Lista de tarefas:
1) No texto sobre as acusações de abuso na ginástica dos EUA, troque "tratamento médico" por "atendimento médico" e escreva de novo a parte que começa com as palavras "Nasser se declarou" e termina com "alegando razões médicas.".
2) Segundo o texto sobre as acusações de abuso na ginástica dos EUA, por quantos anos o osteopata fez parte da equipe da federação de ginástica do país?
3) Dê sequência ao texto sobre as acusações de abuso na ginástica dos EUA a partir do ponto em que ele para.

Nasser se declarou culpado de 22 casos de “conduta sexual criminosa”, na terminologia penal dos Estados Unidos, relatados por sete vítimas, e irá ainda a outro julgamento civil porque 125 mulheres afirmam ter sido alvo de abusos sexuais por parte de Nassar no contexto de um tratamento médico. Acusam-no, entre outras coisas, de penetração vaginal e anal com os dedos, alegando razões médicas.
A última a acusar o osteopata, que durante 30 anos fez parte da equipe da federação de ginástica dos EUA, foi Gabby Douglas, ganhadora de três medalhas olímpicas de ouro, e seu caso é chamativo por várias razões. Quando duas de suas colegas de equipe, Aly Raisman e McKayla Maroney acusaram o médico há algumas semanas, Douglas fez uma declaração polêmica, dirigida sobretudo a Raisman, que meses atrás posou nua para a revista ESPN (em poses esportivas sem muita carga erótica) e participou do número de maiôs da Sports Illustrated. Baseando-se nisso, Douglas disse que as mulheres devem se vestir “com pudor e com classe” para evitar provocar “as pessoas erradas”. Tanto em meios esportivos como nas redes sociais foi criticada por um exemplo típico de culpar a vítima. A estrela da equipe, Simone Biles, respondeu em um tuíte: “Fico chocada com o que estou vendo, mas isso não me surpreende... sinceramente, ver isto me dá vontade de chorar porque como companheira esperava mais de você. Te apoio, Aly, e a todas as mulheres por aí afora. Permaneçam fortes”.
Douglas se desculpou e em uma nova mensagem no Instagram admite que também sofreu abusos por parte de Nassar: “Sei que não importa o que você usa, isso nunca dá a ninguém o direito de te assediar ou abusar de você. Seria como dizer que pelos maiôs que usávamos foi culpa nossa que Larry Nassar abusasse de nós. Não tinha compartilhado minhas experiências publicamente porque durante muitos anos fomos condicionadas a permanecer caladas e porque, sinceramente, algumas coisas são extremamente dolorosas”.

Material para revisão:
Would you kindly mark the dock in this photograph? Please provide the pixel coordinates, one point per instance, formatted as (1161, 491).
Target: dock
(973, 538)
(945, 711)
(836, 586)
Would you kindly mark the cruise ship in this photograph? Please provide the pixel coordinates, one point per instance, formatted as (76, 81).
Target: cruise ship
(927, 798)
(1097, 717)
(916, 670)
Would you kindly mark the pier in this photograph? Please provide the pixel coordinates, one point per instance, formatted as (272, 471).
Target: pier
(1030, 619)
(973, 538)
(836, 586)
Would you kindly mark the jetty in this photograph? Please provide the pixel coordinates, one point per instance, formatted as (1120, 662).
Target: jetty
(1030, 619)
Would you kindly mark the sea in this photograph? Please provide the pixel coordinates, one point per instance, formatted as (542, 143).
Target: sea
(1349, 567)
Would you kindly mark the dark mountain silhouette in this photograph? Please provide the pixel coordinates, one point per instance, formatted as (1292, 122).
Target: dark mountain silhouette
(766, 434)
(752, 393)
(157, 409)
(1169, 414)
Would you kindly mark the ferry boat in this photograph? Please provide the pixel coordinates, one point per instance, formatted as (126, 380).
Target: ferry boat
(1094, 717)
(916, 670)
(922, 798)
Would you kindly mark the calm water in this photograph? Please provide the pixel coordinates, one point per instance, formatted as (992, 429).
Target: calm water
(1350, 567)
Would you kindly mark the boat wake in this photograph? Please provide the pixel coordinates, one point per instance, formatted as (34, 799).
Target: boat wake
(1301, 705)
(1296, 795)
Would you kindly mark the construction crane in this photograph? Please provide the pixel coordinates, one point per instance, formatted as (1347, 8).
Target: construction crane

Respostas às tarefas:
1)
Nasser se declarou culpado de 22 casos de “conduta sexual criminosa”, na terminologia penal dos Estados Unidos, relatados por sete vítimas, e irá ainda a outro julgamento civil porque 125 mulheres afirmam ter sido alvo de abusos sexuais por parte de Nassar no contexto de um atendimento médico. Acusam-no, entre outras coisas, de penetração vaginal e anal com os dedos, alegando razões médicas.

2) Por 30 anos.

3)
Raisman denunciou o médico – que começou a tratá-la aos 15 anos – logo depois dos Jogos Olímpicos do Rio, quando o FBI iniciou uma investigação contra o suposto assediador em série. Em uma entrevista em meados do ano se referiu a ele como “monstro” e foi muito dura com a Federação de Ginástica por encobrir o caso. Suas colegas tinham permanecido caladas até que o movimento #MeToo inspirou McKayla Maroney a relatar suas experiências no Twitter. “As pessoas deveriam saber que isso não acontece só em Hollywood. Acontece em toda a parte. Onde houver uma posição de poder, parece que há potencial para o abuso. Eu tinha o sonho de ir aos Jogos Olímpicos e as coisas que tive de sofrer para chegar ali foram desnecessárias e asquerosas”, escreveu.
Duas ginastas que representaram os Estados Unidos nos Jogos de 2000 em Sydney já testemunharam em março no Congresso contra Nassar e a negligência das autoridades. “As crianças não costumam contar quando sofrem abusos. Sofrem em silêncio e se submetem à autoridade dos adultos, e isso é especialmente verdade no mundo hipercompetitivo da ginástica de elite. Mas nós mulheres falamos e por isto estou aqui”, explicou Jamie Dantzscher, bronze nos jogos Olímpicos de Sydney.
Órgãos da mídia como Deadspin estão há tempos investigando a cultura do abuso e do silêncio no mundo da ginástica. No ano 2000, a equipe dos EUA, comandada então pelos temíveis Károlyi, o casal que moldou Comaneci, ficou em quarto lugar, sem medalha. A partir daí, segundo a jornalista Dvora Meyers, que é ex-ginasta e conhece essa esfera à perfeição, se fomentou uma cultura do “vale tudo” com a finalidade de voltar ao pódio. Até mesmo se isso implicasse olhar para o outro lado quando Nassar “tratava” as atletas em quartos de hotel sem supervisão. Agora o médico enfrenta acusações que poderiam levá-lo a passar o resto de seus dias na prisão.